It is their first game since losing a coach and an assistant in a hot air balloon crash back in May.

The game, against Providence Friars, began at 4 p.m., with a moment of silence to honor Ginny Doyle and and Natalie Lewis.

A video presentation played in honor of the two women, reflecting Natalie's and Ginny's time on campus. The tears of both mothers, watching with the families at center court, brought the crowd to tears as well.

"It's very powerful, and we miss Natalie so much," her mother said in an interview. "Just seeing her accomplishments and her beauty, it's powerful."

"She made our lives better, and just gave us so much," she added, talking about Natalie's love of Richmond and the Spider family. "She was quite a leader in many ways."

"She was a winner in all ways," her dad says, and shared that Natalie was born on the 10th day of the 10th month, weighing in at 10 lbs. -- and so she rightly wore the number 10 jersey.

Both Doyle and Lewis were Richmond alumni.

Doyle spent the last 15 seasons as assistant women’s basketball coach , and most recently associate head coach.

"It was everything to her, it was non-stop," said her brother Joe Doyle, who tried to express just how many memories of his sister are within the Robins Center. "It wasn't a job to her, she just loved doing it."

▸ **Extracted material**:
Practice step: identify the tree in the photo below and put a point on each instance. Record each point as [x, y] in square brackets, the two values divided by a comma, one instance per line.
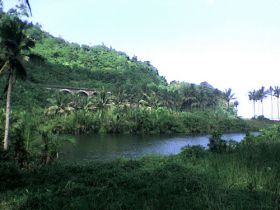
[277, 95]
[15, 47]
[270, 92]
[261, 94]
[228, 96]
[23, 3]
[236, 104]
[253, 97]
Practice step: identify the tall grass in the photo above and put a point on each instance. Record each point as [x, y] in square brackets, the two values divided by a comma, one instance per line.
[245, 178]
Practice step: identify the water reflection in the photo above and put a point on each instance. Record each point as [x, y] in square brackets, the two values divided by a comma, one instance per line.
[108, 147]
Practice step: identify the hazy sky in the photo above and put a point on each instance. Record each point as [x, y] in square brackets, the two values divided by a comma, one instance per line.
[228, 43]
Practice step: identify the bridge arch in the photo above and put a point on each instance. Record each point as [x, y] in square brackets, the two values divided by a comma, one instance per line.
[83, 93]
[66, 91]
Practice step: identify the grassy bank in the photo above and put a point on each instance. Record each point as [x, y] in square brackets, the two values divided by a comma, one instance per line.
[243, 176]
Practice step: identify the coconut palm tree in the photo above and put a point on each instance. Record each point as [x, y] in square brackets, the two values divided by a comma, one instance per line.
[236, 104]
[270, 92]
[253, 97]
[228, 96]
[277, 95]
[15, 46]
[261, 95]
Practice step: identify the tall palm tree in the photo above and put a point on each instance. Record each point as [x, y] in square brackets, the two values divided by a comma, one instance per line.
[228, 96]
[270, 92]
[277, 95]
[15, 46]
[236, 104]
[261, 95]
[253, 97]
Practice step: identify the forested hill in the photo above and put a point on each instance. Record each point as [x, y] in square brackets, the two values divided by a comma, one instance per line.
[94, 67]
[103, 68]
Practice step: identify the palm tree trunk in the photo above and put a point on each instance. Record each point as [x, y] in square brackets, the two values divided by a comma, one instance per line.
[262, 107]
[8, 111]
[254, 104]
[278, 107]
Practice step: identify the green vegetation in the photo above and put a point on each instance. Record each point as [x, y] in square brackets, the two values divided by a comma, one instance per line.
[231, 176]
[131, 98]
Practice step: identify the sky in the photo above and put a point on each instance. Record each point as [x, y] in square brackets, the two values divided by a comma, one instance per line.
[228, 43]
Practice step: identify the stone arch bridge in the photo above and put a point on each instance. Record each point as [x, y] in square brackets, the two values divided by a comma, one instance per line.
[73, 90]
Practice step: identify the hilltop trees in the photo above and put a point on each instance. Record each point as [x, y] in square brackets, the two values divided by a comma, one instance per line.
[277, 94]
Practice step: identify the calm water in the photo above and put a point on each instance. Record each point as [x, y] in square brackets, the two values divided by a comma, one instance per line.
[108, 147]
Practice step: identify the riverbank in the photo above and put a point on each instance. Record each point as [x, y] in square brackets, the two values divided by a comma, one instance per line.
[243, 177]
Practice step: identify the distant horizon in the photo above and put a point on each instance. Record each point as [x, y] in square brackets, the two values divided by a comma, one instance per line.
[228, 44]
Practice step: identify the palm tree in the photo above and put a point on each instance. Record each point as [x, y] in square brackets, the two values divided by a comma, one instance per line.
[270, 91]
[236, 103]
[25, 4]
[261, 94]
[253, 96]
[228, 96]
[15, 47]
[277, 95]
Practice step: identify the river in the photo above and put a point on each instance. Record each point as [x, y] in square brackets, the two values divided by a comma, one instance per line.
[109, 147]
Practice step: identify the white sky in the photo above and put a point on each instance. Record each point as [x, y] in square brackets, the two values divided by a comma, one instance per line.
[228, 43]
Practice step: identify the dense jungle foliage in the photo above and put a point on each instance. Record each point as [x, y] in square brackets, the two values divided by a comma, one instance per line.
[131, 98]
[228, 176]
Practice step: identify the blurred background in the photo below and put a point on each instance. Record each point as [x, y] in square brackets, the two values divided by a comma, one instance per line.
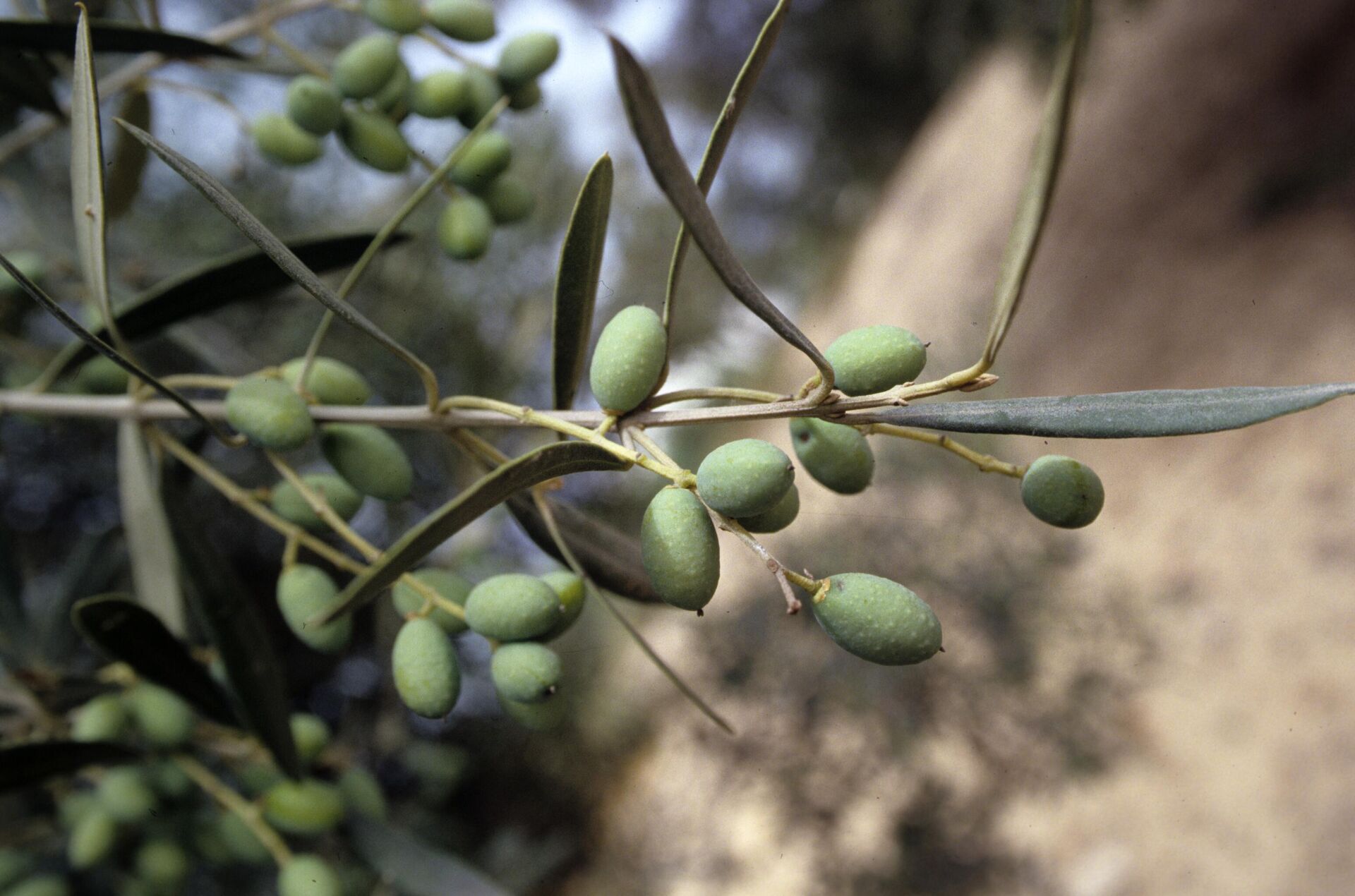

▸ **Exercise aim**:
Extend the article about the Richmond tribute game for Ginny Doyle and Natalie Lewis, picking up after its final sentence. The entries are unrelated to the article about the Richmond tribute game.

▸ **Right answer**:
"Ginny was the center of our lives," he said. "Everyone lived by her basketball, when she played and when she coached."

"We actually feel her presence in the Robins Center," he added. "It doesn't get easier, and we aren't the only ones who think about Ginny every day, the Richmond women's baskeball community does too," Joe said. "The support...has been unbelievable...they are always checking up on us."

Lewis was once captain of the swimming and diving team and had just completed her second season on the women's basketball staff as the director of operations.

The women were killed in May, along with pilot Daniel Kirk, when the hot-air balloon they were riding in struck a power line and caught fire at Meadow Event Park in Doswell, during the inaugural Mid-Atlantic Balloon Festival.

Those power lines in Caroline County did not appear on maps given to balloon pilots prior to the event. The NTSB told CBS 6 that this is the first fatal balloon accident in Virginia history.